• THE TASK: Look through the material below and say how many of its lines carry the string "lamp". Only the number should be given.

⁂

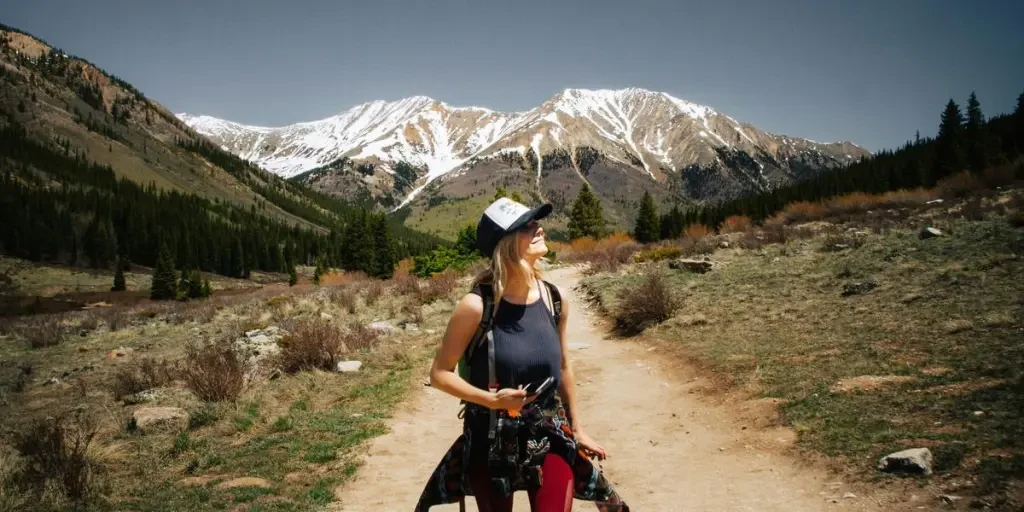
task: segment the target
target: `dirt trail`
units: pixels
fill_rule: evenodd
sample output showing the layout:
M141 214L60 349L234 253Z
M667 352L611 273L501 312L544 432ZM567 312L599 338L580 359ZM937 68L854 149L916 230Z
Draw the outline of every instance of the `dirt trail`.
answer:
M574 269L551 272L571 307L568 336L579 383L581 419L611 458L605 473L637 511L876 510L826 472L784 449L792 434L758 428L738 406L718 407L691 394L701 381L669 369L657 352L607 339L572 291ZM425 378L425 377L424 377ZM458 437L458 401L424 387L375 439L355 481L338 490L333 510L411 511L441 456ZM749 410L746 410L749 412ZM891 505L886 507L893 510ZM576 502L574 510L594 510ZM458 510L458 505L436 507ZM472 499L467 510L476 510ZM516 511L529 510L526 496Z

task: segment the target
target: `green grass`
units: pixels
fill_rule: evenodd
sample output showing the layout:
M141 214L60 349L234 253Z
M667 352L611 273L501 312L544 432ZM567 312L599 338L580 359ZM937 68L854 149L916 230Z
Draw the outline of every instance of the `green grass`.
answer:
M940 474L1005 478L1024 454L1024 230L1001 218L938 227L950 236L920 240L911 227L839 252L822 251L820 238L719 251L723 265L708 274L668 271L684 305L644 336L722 385L784 399L801 447L863 474L885 453L927 444ZM641 279L622 272L585 285L614 314L618 291ZM867 279L878 288L841 296ZM706 322L684 320L696 315ZM890 375L915 380L832 389Z

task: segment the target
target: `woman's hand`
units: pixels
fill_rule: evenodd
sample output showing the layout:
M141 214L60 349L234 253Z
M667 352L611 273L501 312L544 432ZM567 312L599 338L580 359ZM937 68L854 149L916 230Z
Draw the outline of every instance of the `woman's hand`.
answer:
M608 452L605 451L604 447L597 444L596 441L591 439L589 435L584 432L576 433L576 445L583 450L587 456L597 456L598 460L604 460L608 458Z
M519 386L516 389L499 389L493 396L494 398L491 402L491 409L503 409L506 411L518 411L536 398L535 396L527 397L526 390L524 390L522 386Z

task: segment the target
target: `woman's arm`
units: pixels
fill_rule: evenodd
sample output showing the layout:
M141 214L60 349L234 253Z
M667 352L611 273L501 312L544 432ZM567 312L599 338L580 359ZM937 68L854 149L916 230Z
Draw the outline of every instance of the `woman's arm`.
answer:
M562 297L565 295L563 294ZM573 435L576 437L579 447L588 454L605 459L608 457L608 451L583 431L583 424L580 421L580 408L576 406L576 376L572 372L572 364L569 363L569 339L565 335L568 324L569 301L563 299L562 317L558 323L558 337L562 343L562 383L558 387L558 392L562 396L562 401L568 404L569 423L572 425Z
M524 403L529 403L528 400L524 402L526 392L523 390L502 389L490 393L466 382L455 372L459 359L480 325L483 310L483 299L473 293L466 294L455 306L441 340L441 348L430 367L430 385L456 398L490 409L518 410Z
M562 290L558 290L561 293ZM562 295L565 297L565 295ZM572 364L569 363L569 340L565 335L565 326L569 324L569 301L562 300L562 316L558 321L558 339L562 345L562 382L558 386L558 393L562 401L569 407L569 424L577 434L583 432L580 422L579 408L576 407L576 376L572 373Z

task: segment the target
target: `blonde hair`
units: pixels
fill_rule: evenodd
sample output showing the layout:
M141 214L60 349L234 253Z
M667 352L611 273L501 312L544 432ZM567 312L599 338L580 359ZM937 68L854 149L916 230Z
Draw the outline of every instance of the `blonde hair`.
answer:
M505 288L508 287L511 274L522 273L525 270L520 266L522 259L522 255L519 254L519 237L516 236L516 233L505 235L494 248L490 266L473 278L473 288L481 283L489 283L494 292L494 303L497 304L501 300L502 294L505 293ZM525 277L538 280L544 278L536 263L530 269L530 275Z

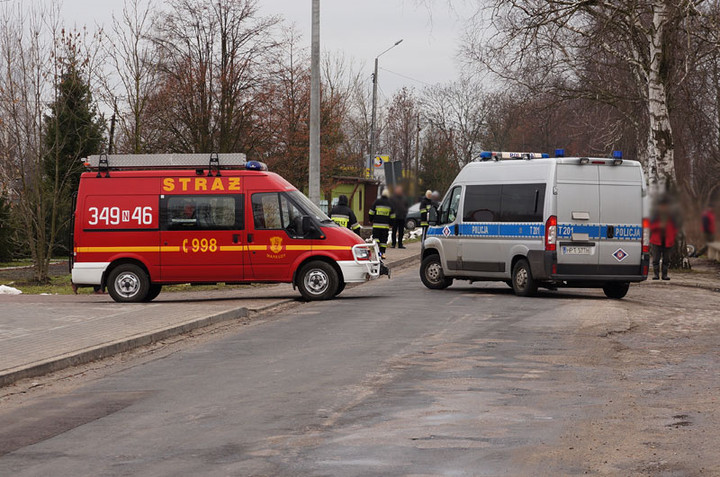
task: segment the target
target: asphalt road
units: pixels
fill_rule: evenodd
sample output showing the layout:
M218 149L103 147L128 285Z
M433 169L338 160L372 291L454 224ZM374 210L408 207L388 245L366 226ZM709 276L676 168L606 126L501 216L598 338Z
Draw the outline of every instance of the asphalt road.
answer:
M712 475L720 302L668 290L435 292L411 269L6 403L0 475Z

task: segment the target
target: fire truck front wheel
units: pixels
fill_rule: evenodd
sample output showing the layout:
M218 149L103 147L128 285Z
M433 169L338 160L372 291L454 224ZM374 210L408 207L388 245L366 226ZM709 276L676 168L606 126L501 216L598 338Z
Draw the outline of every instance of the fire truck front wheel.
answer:
M297 286L300 294L308 301L329 300L337 294L340 277L335 267L316 260L300 269Z
M141 267L132 263L123 263L110 272L107 289L115 301L143 301L150 291L150 277Z

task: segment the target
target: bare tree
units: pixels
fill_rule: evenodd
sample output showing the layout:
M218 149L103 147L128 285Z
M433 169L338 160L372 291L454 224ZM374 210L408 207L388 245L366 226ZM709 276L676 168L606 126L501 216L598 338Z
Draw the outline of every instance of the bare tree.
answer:
M277 17L255 0L172 0L158 19L162 89L154 110L168 149L250 151L254 93L267 85L265 65L277 46Z
M158 88L158 50L151 35L155 28L152 0L126 0L120 18L113 15L113 27L105 42L112 65L105 83L109 103L119 114L121 147L129 153L148 152L155 142L153 130L145 124L148 107Z
M414 93L400 89L390 101L385 128L385 149L392 160L402 161L405 171L414 170L420 109Z
M693 35L703 0L494 0L490 21L498 32L471 29L465 54L500 78L531 91L596 100L614 106L635 102L645 129L641 159L654 190L673 188L675 173L669 94L686 78L673 69L689 54L677 32ZM683 36L680 35L680 36ZM629 88L612 88L621 77ZM643 124L645 123L645 125Z
M475 81L459 79L432 86L422 98L423 111L432 127L451 144L452 155L459 167L477 159L481 139L491 113L488 94Z

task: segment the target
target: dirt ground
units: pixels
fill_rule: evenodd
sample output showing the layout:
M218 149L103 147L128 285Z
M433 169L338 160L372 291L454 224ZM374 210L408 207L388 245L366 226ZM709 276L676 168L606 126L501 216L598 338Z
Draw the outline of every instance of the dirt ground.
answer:
M582 415L560 446L534 452L529 464L600 475L720 475L720 294L640 289L623 301L626 325L575 335L569 351L587 375L577 376L576 396L557 398L571 413L583 403Z

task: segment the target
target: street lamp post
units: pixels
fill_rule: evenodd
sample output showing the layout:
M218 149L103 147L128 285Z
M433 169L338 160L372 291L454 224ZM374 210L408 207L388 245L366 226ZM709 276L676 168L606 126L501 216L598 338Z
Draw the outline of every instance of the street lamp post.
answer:
M377 124L378 59L388 51L398 46L400 43L402 43L402 39L396 41L393 46L375 57L375 72L373 73L372 122L370 124L370 157L368 158L368 169L370 170L370 177L373 177L375 175L373 161L375 160L375 128Z

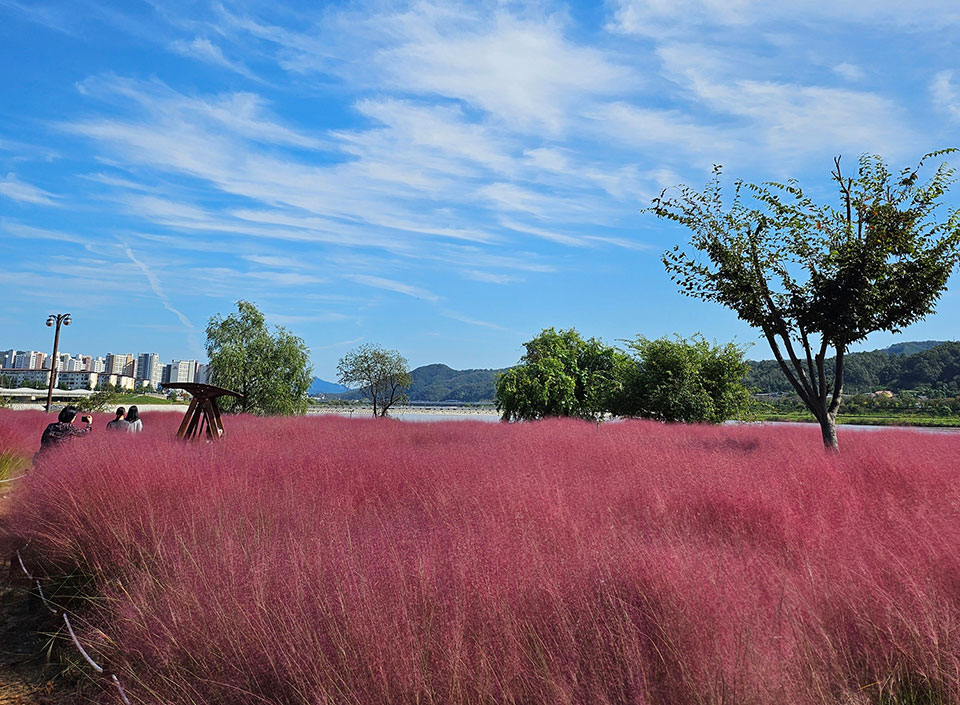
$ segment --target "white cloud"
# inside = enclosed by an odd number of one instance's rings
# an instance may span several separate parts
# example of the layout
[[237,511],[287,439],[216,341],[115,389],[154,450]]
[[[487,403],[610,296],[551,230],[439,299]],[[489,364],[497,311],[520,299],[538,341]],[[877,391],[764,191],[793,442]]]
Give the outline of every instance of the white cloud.
[[311,350],[333,350],[335,348],[345,348],[348,345],[356,345],[362,343],[366,338],[360,336],[359,338],[353,338],[351,340],[338,340],[336,343],[329,343],[328,345],[314,345]]
[[493,272],[484,272],[479,269],[465,269],[460,272],[465,279],[472,279],[485,284],[512,284],[523,281],[521,277],[512,274],[494,274]]
[[192,41],[178,39],[170,43],[170,49],[181,56],[199,59],[208,64],[228,69],[241,76],[256,79],[256,76],[238,61],[231,61],[223,55],[223,50],[206,37],[194,37]]
[[960,24],[960,9],[942,0],[614,0],[610,28],[651,37],[690,34],[695,28],[761,24],[822,27],[869,24],[909,31],[939,31]]
[[0,179],[0,196],[6,196],[20,203],[32,203],[38,206],[59,206],[59,196],[42,188],[20,181],[16,174],[9,173],[6,178]]
[[88,238],[81,237],[80,235],[65,233],[59,230],[49,230],[47,228],[35,228],[31,225],[8,221],[6,218],[0,218],[0,227],[2,227],[3,231],[8,235],[26,240],[54,240],[57,242],[69,242],[74,245],[87,245],[89,242]]
[[444,316],[445,318],[452,318],[455,321],[460,321],[461,323],[466,323],[467,325],[471,325],[471,326],[480,326],[482,328],[492,328],[493,330],[503,330],[503,331],[507,330],[503,326],[498,326],[496,323],[490,323],[489,321],[481,321],[476,318],[470,318],[469,316],[465,316],[458,311],[451,311],[450,309],[444,309],[443,311],[440,312],[440,315]]
[[847,62],[834,66],[833,72],[848,81],[861,81],[866,75],[862,68],[856,64],[849,64]]
[[139,269],[143,274],[144,278],[147,280],[147,284],[150,285],[151,291],[153,291],[156,297],[160,300],[160,303],[163,305],[163,307],[175,315],[179,319],[180,323],[183,324],[183,327],[187,331],[187,338],[190,341],[191,347],[194,350],[199,350],[200,344],[196,337],[196,327],[189,318],[187,318],[179,309],[174,308],[173,304],[170,303],[170,297],[167,296],[166,292],[163,290],[163,287],[160,285],[160,279],[157,277],[156,272],[138,259],[136,255],[133,254],[133,251],[129,246],[125,245],[123,249],[124,252],[126,252],[129,260],[133,262],[137,269]]
[[933,102],[954,119],[960,119],[960,91],[953,83],[952,71],[941,71],[930,82]]
[[919,142],[906,111],[882,95],[740,78],[716,50],[700,45],[666,45],[658,54],[667,75],[700,105],[740,120],[734,134],[757,156],[798,159],[824,150],[899,156]]
[[442,155],[439,169],[447,173],[453,172],[451,159],[461,165],[461,175],[476,175],[478,166],[499,173],[515,170],[515,160],[508,154],[505,140],[482,123],[468,121],[459,106],[365,99],[356,107],[362,115],[388,127],[388,131],[380,133],[382,141],[372,141],[371,131],[339,133],[357,150],[362,149],[361,153],[382,148],[388,142],[394,151],[402,145],[413,146],[419,163],[424,161],[424,152]]
[[376,277],[367,274],[347,274],[344,276],[345,279],[356,282],[357,284],[363,284],[364,286],[372,286],[375,289],[385,289],[387,291],[395,291],[398,294],[404,294],[405,296],[412,296],[415,299],[424,299],[426,301],[439,301],[440,297],[436,294],[422,289],[418,286],[413,286],[411,284],[404,284],[403,282],[398,282],[393,279],[387,279],[385,277]]
[[460,99],[518,129],[553,133],[579,105],[637,83],[602,51],[564,37],[555,19],[457,19],[451,26],[430,13],[406,15],[405,41],[378,54],[381,70],[404,90]]
[[269,313],[264,311],[264,317],[271,323],[281,326],[289,326],[295,323],[331,323],[334,321],[349,320],[349,316],[342,313],[311,313],[311,314],[289,314],[289,313]]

⁂

• WRITTEN ANSWER: 2